WORK INSTRUCTION – Each record must be reproduced exactly as it is shown.

Top of SUPPLIED DATA

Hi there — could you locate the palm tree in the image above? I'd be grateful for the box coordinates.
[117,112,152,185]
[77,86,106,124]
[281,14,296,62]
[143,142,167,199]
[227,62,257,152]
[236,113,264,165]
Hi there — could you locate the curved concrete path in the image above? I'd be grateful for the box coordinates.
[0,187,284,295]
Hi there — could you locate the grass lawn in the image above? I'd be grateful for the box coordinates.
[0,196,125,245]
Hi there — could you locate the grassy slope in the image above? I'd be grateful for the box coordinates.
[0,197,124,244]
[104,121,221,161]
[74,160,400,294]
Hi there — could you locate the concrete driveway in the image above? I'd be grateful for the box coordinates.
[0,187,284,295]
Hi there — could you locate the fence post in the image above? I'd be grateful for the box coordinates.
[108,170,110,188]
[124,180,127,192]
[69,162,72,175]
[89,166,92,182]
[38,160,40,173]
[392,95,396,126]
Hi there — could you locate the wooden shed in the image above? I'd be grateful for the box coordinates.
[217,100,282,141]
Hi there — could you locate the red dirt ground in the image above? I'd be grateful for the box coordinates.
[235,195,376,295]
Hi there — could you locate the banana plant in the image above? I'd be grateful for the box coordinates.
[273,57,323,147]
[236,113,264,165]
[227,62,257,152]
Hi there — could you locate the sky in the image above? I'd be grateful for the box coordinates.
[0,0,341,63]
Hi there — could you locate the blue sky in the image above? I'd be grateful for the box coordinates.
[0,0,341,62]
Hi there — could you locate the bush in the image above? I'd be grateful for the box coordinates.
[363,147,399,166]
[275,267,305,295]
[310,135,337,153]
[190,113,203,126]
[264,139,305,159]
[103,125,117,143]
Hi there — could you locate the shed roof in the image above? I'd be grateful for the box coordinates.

Bottom of SUPPLIED DATA

RESPONSE –
Hi there — could you locate the palm tree in the image above? I'd be grateful for the box coordinates.
[117,112,152,185]
[77,86,106,124]
[281,14,296,62]
[143,142,167,199]
[227,62,257,152]
[236,113,264,165]
Hi there — could you locate the curved concrete path in the image above? I'd be grateful for the box coordinates.
[0,187,284,295]
Hi there — could you locate the grass lawn in the image above? I'd be grateful for the box coordinates.
[0,196,125,245]
Hi there — could you locate the grassy slope in the image above? I'd be grateful for the box coordinates.
[0,197,124,244]
[104,121,221,161]
[74,160,400,294]
Hi there — could you locate the concrete driveway in the image above? I'd be grateful for the box coordinates.
[0,187,284,295]
Hi there — could you locate the fence post in the image above? I'd be grateful for the box coordinates.
[108,170,110,188]
[124,180,127,192]
[69,162,72,175]
[89,166,92,182]
[38,160,40,173]
[392,95,396,126]
Hi there — could you locate the wooden shed in the image above? I'd be grateful for the box coordinates.
[217,100,282,141]
Hi there — could you locate the red dirt ground in the image above? I'd be grateful for the box coordinates.
[235,195,376,295]
Hi there — could you locate the banana plant in the image above? I'd be grateful for the box coordinates.
[273,57,323,147]
[236,113,264,165]
[227,62,257,152]
Hi there — could you locate the sky in the image above? I'd be grateful for the box coordinates.
[0,0,341,63]
Hi there — could you locate the blue sky in the image above? I'd be grateful for the box coordinates.
[0,0,341,62]
Hi there — could you locate the bush in the image above? I'd be grateful for the box coordinates.
[363,147,399,166]
[275,267,305,295]
[310,135,337,153]
[190,113,203,126]
[264,139,305,159]
[103,125,117,143]
Hi there — could you locate the shed roof in the image above? I'd be grateful for the box coordinates.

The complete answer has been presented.